Aim:
Copy out the entries below with every "place a pin on" swapped for "put a marker on" and nothing else changed. Leave the pictures out of your answer.

Provided material:
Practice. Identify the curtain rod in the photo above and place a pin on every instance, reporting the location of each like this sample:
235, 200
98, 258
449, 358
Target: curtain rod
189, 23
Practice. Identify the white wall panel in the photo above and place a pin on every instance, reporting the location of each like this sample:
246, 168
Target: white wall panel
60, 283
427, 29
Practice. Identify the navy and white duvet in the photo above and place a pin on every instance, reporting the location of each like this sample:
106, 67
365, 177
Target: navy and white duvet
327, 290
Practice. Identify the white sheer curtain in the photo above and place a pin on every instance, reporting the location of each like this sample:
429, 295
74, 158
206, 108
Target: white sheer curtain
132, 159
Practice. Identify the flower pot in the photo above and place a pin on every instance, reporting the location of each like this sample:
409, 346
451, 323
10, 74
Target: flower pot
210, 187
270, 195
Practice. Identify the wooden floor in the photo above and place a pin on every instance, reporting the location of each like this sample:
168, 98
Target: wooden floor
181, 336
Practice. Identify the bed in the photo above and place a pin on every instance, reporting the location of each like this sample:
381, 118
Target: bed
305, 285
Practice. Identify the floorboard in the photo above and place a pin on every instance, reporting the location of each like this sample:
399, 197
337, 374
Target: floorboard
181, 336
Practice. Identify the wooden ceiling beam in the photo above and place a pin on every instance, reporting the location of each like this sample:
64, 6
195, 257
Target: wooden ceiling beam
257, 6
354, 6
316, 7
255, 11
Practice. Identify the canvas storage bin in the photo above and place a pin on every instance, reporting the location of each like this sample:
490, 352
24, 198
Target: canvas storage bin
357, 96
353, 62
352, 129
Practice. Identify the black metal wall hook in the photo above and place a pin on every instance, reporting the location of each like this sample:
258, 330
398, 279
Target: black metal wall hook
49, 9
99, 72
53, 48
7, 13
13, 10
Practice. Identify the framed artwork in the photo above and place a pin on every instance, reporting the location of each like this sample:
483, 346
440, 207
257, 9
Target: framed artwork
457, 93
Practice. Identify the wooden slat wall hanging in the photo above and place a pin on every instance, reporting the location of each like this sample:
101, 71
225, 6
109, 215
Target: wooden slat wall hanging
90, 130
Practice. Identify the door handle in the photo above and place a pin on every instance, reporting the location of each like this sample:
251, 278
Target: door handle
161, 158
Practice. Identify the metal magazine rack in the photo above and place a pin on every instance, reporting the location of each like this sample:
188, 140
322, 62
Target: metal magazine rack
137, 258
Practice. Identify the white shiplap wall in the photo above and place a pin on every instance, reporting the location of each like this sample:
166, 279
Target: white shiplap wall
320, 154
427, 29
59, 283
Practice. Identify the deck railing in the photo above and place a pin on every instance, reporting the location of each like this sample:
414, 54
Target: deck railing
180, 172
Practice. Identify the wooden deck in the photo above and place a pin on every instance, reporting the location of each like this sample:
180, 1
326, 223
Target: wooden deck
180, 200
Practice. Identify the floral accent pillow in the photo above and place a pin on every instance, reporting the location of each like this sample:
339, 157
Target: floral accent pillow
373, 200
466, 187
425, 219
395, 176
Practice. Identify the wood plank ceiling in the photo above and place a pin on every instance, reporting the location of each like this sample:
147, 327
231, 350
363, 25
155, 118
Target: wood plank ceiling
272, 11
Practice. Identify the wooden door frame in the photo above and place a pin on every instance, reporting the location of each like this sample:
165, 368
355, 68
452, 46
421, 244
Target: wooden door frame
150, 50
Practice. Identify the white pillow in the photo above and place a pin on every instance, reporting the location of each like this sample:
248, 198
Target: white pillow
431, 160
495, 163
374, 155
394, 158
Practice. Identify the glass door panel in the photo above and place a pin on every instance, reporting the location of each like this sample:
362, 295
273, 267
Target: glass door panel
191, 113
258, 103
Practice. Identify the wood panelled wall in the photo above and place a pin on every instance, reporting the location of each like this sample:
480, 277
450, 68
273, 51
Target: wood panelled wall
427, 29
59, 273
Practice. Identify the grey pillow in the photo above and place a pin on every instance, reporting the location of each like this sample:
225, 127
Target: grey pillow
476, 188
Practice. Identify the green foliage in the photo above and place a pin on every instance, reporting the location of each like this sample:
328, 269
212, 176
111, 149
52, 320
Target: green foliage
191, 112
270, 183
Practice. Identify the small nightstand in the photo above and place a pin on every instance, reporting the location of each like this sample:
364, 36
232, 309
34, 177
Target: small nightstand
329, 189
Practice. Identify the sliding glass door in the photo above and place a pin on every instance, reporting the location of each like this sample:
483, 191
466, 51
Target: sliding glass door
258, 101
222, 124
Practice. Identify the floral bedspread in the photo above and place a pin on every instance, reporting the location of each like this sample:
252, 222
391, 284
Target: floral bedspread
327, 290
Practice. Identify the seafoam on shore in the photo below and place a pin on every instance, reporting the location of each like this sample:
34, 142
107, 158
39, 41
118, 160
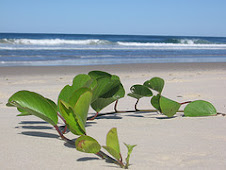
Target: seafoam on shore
177, 143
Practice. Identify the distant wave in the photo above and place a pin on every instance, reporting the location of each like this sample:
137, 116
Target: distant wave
98, 44
53, 42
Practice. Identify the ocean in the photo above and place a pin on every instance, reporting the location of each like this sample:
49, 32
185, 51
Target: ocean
20, 49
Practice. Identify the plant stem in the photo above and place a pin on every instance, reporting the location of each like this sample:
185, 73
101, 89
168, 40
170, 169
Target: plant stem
108, 158
61, 134
185, 102
93, 117
65, 128
136, 105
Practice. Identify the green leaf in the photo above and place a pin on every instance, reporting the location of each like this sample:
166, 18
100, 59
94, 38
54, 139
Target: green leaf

Expected output:
Practice. Identify the curtain rod in the photo above and put a marker on every instance, reporting the location of each like this sample:
235, 200
98, 258
449, 358
Target: curtain rod
189, 23
Practice. Identify the white wall panel in the photo above and put a marker on every instance, reporting the location of each like this sample:
246, 168
Target: white wall panel
60, 283
427, 29
Practice. Identify the navy and white duvet in the photo above and put a marker on every instance, reporting the location of each like this sample:
106, 67
365, 177
Target: navy and white duvet
327, 290
Practice. Identify the white sheer curtain in the photo above and put a marker on every instance, reporting the location of each like this sample:
429, 295
74, 158
206, 108
Target: white sheer curtain
132, 159
Practice. Identify the flower pot in the photo above and put a marker on every instance, reporting the location of each like this sample:
409, 346
451, 323
10, 74
Target: flower pot
210, 187
270, 195
Practice. Identify the wooden floor in the photo above and put a marker on every instance, reporting the location of each like this sample:
168, 98
Target: wooden floor
181, 336
Practice. Identify the bed in the photo above and put a marker on every instance, reporting the location of each like this sample:
381, 118
Target: bed
305, 285
Practice. Identify the floorboard in the photo above and put a marker on every instance, reporting the location of each like this sample:
399, 197
337, 374
Target: floorboard
181, 336
Practice. Identify the wooden ceiling beam in the photo above and put a marker on every instance, reporting the location of each like this sample:
64, 6
195, 257
Target: wooden ceiling beam
257, 6
354, 6
316, 7
255, 11
Practice. Identify the canvas storage bin in the photo above and put a marker on every instance, reporting the location of each like this sample:
490, 352
24, 198
Target: canvas storage bin
357, 96
353, 62
352, 129
Practice. Identify the black metal wall hook in the photo above and put a marker on every instance, reporting the location of each like this sample:
258, 330
398, 279
Target: black metal wall hook
49, 9
99, 72
53, 48
7, 13
13, 10
Practice. Identify the framed artwork in the photo above and put a marker on every instance, reporting the location of each like this sample:
483, 346
440, 207
257, 9
Target: framed artwork
457, 93
Practice. Identify the wooden slat wall hanging in the photo above and put a marker on every instance, reporting the location of each like this sample:
101, 71
225, 6
109, 215
Target: wooden slat wall hanging
90, 130
Practice. Identify the door handle in the photo above and put a marker on every instance, reporting the location of each like this sample:
251, 278
Target: door handle
161, 158
Practice. Identify the metal magazine rack in the photo above and put a marker on every instance, reporting the location of each like this sample:
188, 140
322, 62
Target: metal magazine rack
137, 258
Practice. Identify the white shiplap wall in the photo above and put a marker on every instance, reporting the location of each like this sample:
166, 279
Target: white shiplap wall
320, 154
427, 29
59, 283
Practice. Identify the deck railing in the photo above and put a marker on every instance, reporting the location of each like this sample:
414, 54
Target: deck railing
180, 172
Practice. Identify the wooden deck in the photo above and put a marker on every instance, reporting the location of each like this sample:
180, 1
326, 223
Target: wooden deck
180, 200
Practice. Identify the floral accent pillow in the photo above and put a marker on every instance, reporting the location of each like this sample:
339, 157
Target: floral accent pillow
373, 200
466, 187
425, 219
395, 176
Practice. Identify the wood plank ceiling in the photo above and put a marker on every instance, reporting the location of each like this sample:
147, 327
231, 350
363, 25
155, 118
Target: wood plank ceiling
272, 11
Practice. Identify the wooden door frame in the photo above and put a marker on every instance, reporting the location of each like this sample:
165, 368
355, 68
452, 46
421, 244
Target: wooden door frame
150, 50
Practice. Identify the white pillow in the photo above and put a marker on every instance, reporting the location of each like this sample:
248, 198
Target: white pillow
431, 160
495, 163
374, 155
394, 158
Practice. Identify the glass door panel in the photo above and put a marker on every instance, reporting the location of each like this sample:
362, 295
273, 267
Target: glass door panel
191, 113
258, 103
Practice. Identify the wood panelled wall in the photo above and put a marker on every instance, reporting the location of each like this sample:
480, 277
450, 68
273, 51
Target: wood panelled wall
427, 29
59, 273
Practice. Identify the grey pillow in the photo above and put a marker on every instance, reporting the location of each like this sample:
225, 127
Target: grey pillow
476, 188
Practice. Identify the green foliage in the photo above and put a marker on every instance, reporting the location of each like this sample:
328, 269
212, 176
111, 149
52, 320
Target: green foliage
191, 112
270, 183
Practice. Identify the small nightstand in the photo above and put a marker on every instance, reporting the location of each like this sample:
364, 36
232, 309
34, 177
Target: small nightstand
329, 189
Practice. Identify the sliding glass door in the photo above and put a marker on every instance, reporting the location of each like this sample:
483, 191
466, 51
Target: sliding glass door
258, 101
222, 124
Practice. Identify the floral bedspread in the photo above and put a marker on every instance, reporting the location of each like this sample:
252, 222
391, 284
Target: floral bedspread
327, 290
Practice. Identify the seafoam on shore in the photo below and put a marker on every instance, reporting the location of each like this sample:
34, 142
107, 158
39, 41
118, 160
Target: seafoam on shore
177, 143
Practice. Identify the distant wave in the photo above and put a marker on every instance, reporting the location of each like this sample:
137, 116
Target: distant wave
98, 44
53, 42
Practice. Identify the ocean in the photo above and put a marker on every instance, reporting the location of each like this sample:
49, 32
185, 51
Target: ocean
20, 49
Practice. Identify the plant stem in the photo above and put a marker on every instance, reporting the location of each like this sample:
185, 73
101, 89
168, 40
170, 169
Target: plant stem
108, 158
61, 134
185, 102
93, 117
65, 128
136, 105
Practice. Identify the green leaf in the photo above and put a marker on every instance, reporting the location of each like this sample:
166, 18
100, 59
94, 38
54, 139
Target: green leaf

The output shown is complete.